------ EXTRACTED TEXT ------

> When they can choose (and there is a choice) to use collectors that don't pause, the pressure to keep allocation rates down changes, moving the "this is too much" lines up by more than an order of magnitude.
You mean - like choose the only garbage collector on earth that actually can do this - for the JVM only - which your old company wrote and keeps guarded as a heavily proprietary secret, with the currently published specifications for the design (in the C4 paper) requiring untenable, unmergeable and extensive hacks in the operating system virtual memory layer that will never be largely accepted, with the current design in your product (which alleviates this) again being a heavily guarded secret that will never be revealed, and never have source available, and costs a shitload of money? Which basically means Azul is going to have the only available pauseless GC for the forseeable future?
Well, now that you said it like that - you're right! We really do have a choice... a choice of actually using and working with things that exist and are widely available today, or already living in a land of unlimited money for licensing of a single product that might be completely and totally irrelevant to most of us. I guess the 'choice' isn't so clear, when you say it like that.
Look, that aside, great blog post, and extremely informative. I'm a giant fan of Gene's work, seriously. But this work is Azul's brainchild and they'll never let it go. And I don't blame them for that. But drop the rhetoric, please - few people have the 'choice' of spending shitloads of money on a proprietary JVM like Azul.
Azul originally started out as a hardware company. A pauseless collector is easy as long as you have transactional memory (at a minimum hardware which supports strong LL/SC, allowing you to build the rest in software). No commodity CPUs support this, then or now, so Azul's first product was a specialized CPU and memory architecture with real transactional memory semantics.
But nobody wants to buy specialized hardware these days. So they ended up having to emulate transactional memory on x86. That means _emulating_ the memory architecture of their original CPU. Again, there's no secret sauce to do doing this. Things like QEMU are free--which is to say, many people know how to do it. It just takes a lot of programmer hours to build it, and many, many more to optimize it.
Long story short, Azul's collector is truly pauseless, but its transactional throughput in the vast majority of workloads sucks because it's an emulator (for the JVM) built atop another emulator (for their original memory architecture). And while you can speed up emulating the JVM using JIT techniques, that doesn't work for emulating a transactional memory architecture. There are endless tweaks you can make, including playing around with memory page tables, etc, but at the end up the day you're still stuck emulating the semantics you need, causing huge latencies relative to your clock speed, which already suck on Ghz scale systems.
This won't change anytime time soon. Even Intel's new TSX features are not strong enough to be able to implement true transactional memory. Real transactional memory requires a way to atomically signal contention for every word of memory, or at least lines of words. It requires not only a specialized CPU, but specialized memory controllers, and specialized memory. Something like TSX would only provide a marginal performance improvement for C4, if anything at all, because almost all their effort goes into arranging to avoid locking, not making locking faster.
While it's true that there is nothing magical in C4, pretty much everything you describe here is wrong (as in the exact opposite of what is going on). Specifically:
- C4 makes no use of hardware transactional memory.
- C4 works great (and natively) on commodity x86-64 cores.
- C4 does not emulate anything (not memory architecture, not HTM).

------

## OBJECTIVE 1
In the thread on pauseless garbage collection, what did Azul originally start out as?
## OBJECTIVE 2
Say whether each statement agrees with the thread on pauseless garbage collection, answering yes or no and quoting the deciding words.
(a) One post says C4 makes no use of hardware transactional memory.
(b) Intel's new TSX features are described as strong enough to implement true transactional memory.
(c) QEMU is described as expensive to license.

------ ROWS ------

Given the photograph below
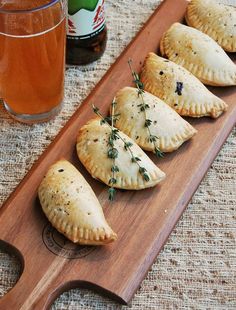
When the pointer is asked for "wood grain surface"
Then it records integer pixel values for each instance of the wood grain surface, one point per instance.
(143, 220)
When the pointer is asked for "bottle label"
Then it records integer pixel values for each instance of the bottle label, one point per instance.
(86, 18)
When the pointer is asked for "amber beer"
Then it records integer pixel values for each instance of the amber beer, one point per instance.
(32, 58)
(86, 31)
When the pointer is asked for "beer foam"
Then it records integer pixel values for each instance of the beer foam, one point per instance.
(32, 35)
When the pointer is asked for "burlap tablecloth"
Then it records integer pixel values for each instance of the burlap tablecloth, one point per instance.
(197, 267)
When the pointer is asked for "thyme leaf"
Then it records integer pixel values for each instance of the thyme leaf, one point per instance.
(143, 107)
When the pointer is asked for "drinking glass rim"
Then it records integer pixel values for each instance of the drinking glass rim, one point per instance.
(38, 8)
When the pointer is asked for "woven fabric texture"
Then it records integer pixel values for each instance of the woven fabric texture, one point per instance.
(197, 267)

------

## COMPLETE RESPONSE 1
A hardware company.

## COMPLETE RESPONSE 2
(a) Yes: "C4 makes no use of hardware transactional memory."
(b) No: "Even Intel's new TSX features are not strong enough to be able to implement true transactional memory."
(c) No: "Things like QEMU are free"